Tasks for this exercise
[1] In the forum thread on mailing Christmas cards, which service does the original poster plan to use for sending black and white postcards?
[2] Continue the forum thread on mailing Christmas cards from the point where it ends.

Extract provided
## start
# Fulfillment house in USA to address and send xmas cards?



## SICK (Nov 16, 2006)

I am looking to send a xmas card to 6000 customers in the USA. I live in Canada. Is there an online service that anyone know who will take an address list and print/stuff/address and mail this type of volume online?

Time is running short, has to happen next week.

Thanx


----------



## Robin (Aug 28, 2006)

yes time is running out!! 

I used Susan Krystaf of Priority Connection She did our invitations for our Open House. She does an amazing job, everything looks professional and she is wonderful to work with.

Give her a call.


----------



## SICK (Nov 16, 2006)

Robin said:


> yes time is running out!!
> 
> I used Susan Krystaf of Priority Connection She did our invitations for our Open House. She does an amazing job, everything looks professional and she is wonderful to work with.
> 
> Give her a call.


Thanx, I'm sending her an email now...


----------



## SICK (Nov 16, 2006)

Looks like I'm going to be a scrooge and send black and white post cards 

USPS - Create Greeting Cards & Postcards!

Planning on using Click2Mail Will let everyone know how it works out!


----------



## jclynn67 (Mar 11, 2007)

SICK said:


> Looks like I'm going to be a scrooge and send black and white post cards
> 
> USPS - Create Greeting Cards & Postcards!
> 
> Planning on using Click2Mail Will let everyone know how it works out!


 
Could I ask what they are charging to mail out 6,000 post cards for you?

Thanks,
Jody


----------



## SICK (Nov 16, 2006)

jclynn67 said:


> Could I ask what they are charging to mail out 6,000 post cards for you?
> 
> Thanks,
> Jody


I ran a few #'s through it, try it (click2mail), it's free and easy to get a price estimate. Very well done site complete with online editor! If I recall, 5000 2 sided black and white came out to around $1500 .. I'm still waiting for paypal reports from past years to complete the list. I have 4800 US people and another 1200 or so from other countries. Seems about 35% of people entered addresses at time of payment in paypal so I'm missing a lot of people.
## end
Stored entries
## start
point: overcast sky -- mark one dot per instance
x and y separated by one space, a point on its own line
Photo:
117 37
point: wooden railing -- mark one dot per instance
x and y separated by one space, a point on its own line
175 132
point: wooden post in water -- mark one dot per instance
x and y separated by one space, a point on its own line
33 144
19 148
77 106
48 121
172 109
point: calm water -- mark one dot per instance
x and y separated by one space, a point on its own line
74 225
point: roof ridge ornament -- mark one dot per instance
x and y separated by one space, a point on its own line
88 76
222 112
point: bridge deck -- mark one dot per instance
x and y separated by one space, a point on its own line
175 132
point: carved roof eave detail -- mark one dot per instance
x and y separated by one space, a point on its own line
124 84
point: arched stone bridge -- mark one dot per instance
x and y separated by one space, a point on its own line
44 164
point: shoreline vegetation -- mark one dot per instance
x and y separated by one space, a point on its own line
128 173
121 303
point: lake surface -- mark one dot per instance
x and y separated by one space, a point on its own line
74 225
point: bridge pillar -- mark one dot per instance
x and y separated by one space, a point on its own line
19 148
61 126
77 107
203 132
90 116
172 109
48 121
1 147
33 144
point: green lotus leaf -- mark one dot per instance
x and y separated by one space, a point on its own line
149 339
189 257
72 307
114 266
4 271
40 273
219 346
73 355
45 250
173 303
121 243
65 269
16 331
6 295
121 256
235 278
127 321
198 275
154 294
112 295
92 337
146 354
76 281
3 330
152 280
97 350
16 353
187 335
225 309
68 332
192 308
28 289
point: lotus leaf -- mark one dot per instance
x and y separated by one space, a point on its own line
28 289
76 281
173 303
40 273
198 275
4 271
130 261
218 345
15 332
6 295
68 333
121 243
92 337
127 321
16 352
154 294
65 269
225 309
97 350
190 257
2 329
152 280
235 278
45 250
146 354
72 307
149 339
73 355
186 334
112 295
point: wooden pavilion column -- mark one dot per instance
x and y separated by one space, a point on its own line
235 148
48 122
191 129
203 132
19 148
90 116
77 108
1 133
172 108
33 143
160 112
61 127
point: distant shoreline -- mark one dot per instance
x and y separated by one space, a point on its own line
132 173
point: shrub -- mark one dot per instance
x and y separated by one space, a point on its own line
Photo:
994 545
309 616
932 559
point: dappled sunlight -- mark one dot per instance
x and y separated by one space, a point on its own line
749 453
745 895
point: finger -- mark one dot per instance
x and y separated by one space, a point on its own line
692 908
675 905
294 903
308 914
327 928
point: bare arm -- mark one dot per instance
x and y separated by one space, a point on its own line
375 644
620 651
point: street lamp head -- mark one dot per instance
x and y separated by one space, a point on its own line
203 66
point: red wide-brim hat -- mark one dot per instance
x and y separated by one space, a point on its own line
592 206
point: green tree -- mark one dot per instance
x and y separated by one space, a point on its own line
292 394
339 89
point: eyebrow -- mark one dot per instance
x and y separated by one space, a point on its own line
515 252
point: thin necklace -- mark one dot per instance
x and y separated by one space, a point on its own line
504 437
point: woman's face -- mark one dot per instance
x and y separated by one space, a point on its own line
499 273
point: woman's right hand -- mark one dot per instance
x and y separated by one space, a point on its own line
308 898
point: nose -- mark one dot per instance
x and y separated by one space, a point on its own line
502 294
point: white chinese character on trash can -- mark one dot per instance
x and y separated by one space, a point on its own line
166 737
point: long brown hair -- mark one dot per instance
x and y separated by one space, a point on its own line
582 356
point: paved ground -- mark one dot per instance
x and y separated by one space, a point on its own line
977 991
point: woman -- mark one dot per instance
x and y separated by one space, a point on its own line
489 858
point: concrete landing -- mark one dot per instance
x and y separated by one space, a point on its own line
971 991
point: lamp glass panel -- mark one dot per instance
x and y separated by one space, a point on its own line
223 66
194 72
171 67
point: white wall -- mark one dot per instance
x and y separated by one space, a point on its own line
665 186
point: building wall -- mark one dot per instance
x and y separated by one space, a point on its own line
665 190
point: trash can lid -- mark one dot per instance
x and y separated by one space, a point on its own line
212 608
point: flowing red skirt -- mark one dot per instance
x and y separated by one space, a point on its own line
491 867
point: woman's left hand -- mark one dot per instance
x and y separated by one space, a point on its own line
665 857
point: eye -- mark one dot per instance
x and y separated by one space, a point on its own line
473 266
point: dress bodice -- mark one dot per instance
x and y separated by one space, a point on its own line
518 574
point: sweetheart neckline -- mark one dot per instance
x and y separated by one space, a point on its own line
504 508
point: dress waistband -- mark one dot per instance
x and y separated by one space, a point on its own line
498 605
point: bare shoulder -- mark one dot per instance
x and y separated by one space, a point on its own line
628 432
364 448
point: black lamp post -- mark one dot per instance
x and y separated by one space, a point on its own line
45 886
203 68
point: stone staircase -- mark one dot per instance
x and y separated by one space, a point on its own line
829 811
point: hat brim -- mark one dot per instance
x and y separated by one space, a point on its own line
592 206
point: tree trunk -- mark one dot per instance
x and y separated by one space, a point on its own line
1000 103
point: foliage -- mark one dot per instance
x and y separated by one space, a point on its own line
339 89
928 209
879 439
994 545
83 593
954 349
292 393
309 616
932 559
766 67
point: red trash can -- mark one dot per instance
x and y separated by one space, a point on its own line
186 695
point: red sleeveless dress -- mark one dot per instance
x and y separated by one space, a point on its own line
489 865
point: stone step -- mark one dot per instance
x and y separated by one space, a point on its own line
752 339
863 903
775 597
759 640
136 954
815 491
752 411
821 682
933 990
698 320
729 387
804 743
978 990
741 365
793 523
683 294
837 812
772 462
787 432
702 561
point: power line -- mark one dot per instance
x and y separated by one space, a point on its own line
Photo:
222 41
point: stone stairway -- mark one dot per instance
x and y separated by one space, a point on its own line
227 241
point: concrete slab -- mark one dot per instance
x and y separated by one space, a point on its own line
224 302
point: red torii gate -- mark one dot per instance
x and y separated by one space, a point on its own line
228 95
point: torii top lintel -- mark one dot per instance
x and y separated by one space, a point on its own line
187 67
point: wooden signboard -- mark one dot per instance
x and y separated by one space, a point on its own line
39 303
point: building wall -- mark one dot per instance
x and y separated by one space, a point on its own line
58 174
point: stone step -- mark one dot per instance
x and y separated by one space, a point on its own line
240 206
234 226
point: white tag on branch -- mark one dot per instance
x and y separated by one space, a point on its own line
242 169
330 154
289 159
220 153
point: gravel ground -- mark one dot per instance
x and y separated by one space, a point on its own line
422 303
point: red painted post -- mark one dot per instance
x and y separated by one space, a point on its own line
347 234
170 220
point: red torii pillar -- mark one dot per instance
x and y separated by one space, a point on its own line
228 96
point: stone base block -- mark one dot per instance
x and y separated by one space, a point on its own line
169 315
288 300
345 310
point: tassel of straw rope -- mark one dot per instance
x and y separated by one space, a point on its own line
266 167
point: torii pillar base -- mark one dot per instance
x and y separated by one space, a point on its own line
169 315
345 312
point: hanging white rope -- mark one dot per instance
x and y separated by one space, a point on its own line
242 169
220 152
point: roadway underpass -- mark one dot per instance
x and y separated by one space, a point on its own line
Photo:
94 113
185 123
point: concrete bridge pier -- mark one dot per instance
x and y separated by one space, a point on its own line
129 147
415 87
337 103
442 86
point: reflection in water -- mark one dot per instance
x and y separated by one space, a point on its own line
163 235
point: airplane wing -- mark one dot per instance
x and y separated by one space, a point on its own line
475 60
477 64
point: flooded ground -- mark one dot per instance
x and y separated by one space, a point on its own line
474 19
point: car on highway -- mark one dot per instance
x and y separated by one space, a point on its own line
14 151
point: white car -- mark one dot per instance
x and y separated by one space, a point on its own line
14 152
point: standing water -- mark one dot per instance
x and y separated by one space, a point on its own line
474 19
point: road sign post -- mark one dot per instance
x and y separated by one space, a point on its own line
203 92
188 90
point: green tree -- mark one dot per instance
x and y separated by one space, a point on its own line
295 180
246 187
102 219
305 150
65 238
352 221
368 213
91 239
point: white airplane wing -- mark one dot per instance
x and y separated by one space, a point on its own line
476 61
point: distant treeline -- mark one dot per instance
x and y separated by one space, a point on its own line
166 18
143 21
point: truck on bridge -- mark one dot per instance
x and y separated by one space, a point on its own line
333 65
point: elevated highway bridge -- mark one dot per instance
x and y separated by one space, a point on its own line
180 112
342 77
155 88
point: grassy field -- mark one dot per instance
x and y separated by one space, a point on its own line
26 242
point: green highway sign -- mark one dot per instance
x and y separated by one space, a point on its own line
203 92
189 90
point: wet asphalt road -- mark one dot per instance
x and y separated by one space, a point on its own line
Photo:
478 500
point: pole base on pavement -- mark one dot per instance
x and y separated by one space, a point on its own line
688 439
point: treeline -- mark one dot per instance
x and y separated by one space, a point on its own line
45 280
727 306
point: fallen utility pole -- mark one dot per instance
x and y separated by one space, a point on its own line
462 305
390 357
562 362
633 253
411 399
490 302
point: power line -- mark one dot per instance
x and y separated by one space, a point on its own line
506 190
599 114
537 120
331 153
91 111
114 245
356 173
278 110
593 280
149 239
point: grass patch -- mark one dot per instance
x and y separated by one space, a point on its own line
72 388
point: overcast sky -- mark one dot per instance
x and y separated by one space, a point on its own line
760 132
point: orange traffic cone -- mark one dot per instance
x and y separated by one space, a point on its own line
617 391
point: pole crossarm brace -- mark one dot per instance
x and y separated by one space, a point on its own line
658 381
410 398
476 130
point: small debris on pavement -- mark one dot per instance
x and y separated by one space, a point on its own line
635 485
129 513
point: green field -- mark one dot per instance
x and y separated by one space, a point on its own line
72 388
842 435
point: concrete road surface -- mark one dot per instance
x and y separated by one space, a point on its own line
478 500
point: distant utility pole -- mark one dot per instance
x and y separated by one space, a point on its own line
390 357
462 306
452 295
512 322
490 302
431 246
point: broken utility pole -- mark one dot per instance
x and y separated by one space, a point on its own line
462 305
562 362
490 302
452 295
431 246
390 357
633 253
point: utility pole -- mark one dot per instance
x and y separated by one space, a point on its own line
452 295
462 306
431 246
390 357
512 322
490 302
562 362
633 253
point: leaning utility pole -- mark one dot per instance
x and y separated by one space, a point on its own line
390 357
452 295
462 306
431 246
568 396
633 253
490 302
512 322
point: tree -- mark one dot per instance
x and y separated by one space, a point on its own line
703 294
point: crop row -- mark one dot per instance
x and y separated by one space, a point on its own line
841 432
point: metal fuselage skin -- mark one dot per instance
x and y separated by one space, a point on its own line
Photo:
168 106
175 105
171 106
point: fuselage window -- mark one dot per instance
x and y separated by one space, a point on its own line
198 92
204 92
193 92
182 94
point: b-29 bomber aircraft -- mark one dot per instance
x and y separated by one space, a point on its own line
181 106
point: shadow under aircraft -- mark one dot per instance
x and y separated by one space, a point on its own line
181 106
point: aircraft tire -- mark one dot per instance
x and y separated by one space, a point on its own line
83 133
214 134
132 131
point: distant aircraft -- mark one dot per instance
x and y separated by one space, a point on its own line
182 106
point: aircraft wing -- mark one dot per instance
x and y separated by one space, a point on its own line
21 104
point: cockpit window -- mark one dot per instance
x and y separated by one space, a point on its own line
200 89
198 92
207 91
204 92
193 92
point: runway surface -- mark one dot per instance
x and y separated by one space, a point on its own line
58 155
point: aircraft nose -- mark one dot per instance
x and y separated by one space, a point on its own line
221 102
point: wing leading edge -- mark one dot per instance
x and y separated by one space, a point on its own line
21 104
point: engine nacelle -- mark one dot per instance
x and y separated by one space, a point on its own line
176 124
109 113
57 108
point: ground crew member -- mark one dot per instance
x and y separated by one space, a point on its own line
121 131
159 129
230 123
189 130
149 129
## end
The replies
[1] Click2Mail.

[2]
Turning into a 2 day project


----------



## SICK (Nov 16, 2006)

This is done now, I was really late in sending them out. They went into production on the 15th, everything was done in text in the online editor. The first message back from a customer thanking me for them happened on the 18th. Yesterday I got about 10 thank yous back.

Total cost on my credit card was a little over $1800.00 for 5800 cards in the usa.

ROI on this? No clue. I can't track it. So far I think this is great fast way to spread the word about promotions etc.


----------



## Rodney (Nov 3, 2004)

Thanks for reporting back!

How did you upload all of your addresses to the click2mail site? An excel spreadsheet or something?


----------



## SICK (Nov 16, 2006)

I ripped the addresses from paypal back to 2003 ... paypal rocks for history!

Sorted by country, took name and address info, copy and pasted the usa results into textpad, sorted and deleted duplicate lines. Pasted into a new workbook. Uploaded as excel xls file. Don't go by the template they offer for download, give it a test run for free, it's smart.

10 out of 10 for easy use and flexibility.

BUT a 4 out of 10 for quality.... I just saw 5 bounce backs for moved addresses, etc. The ink ran on them, more like handling, quality was good, but it was produced to fast, no time for drying. 2 out of 5 were clean. The fronts with the addresses were perfect. I will have to do a water test on the paper.

If someone else tries it let me know. I'm kinda looking at vistaprint next, they seem world wide so you can save on postage. They make tees too!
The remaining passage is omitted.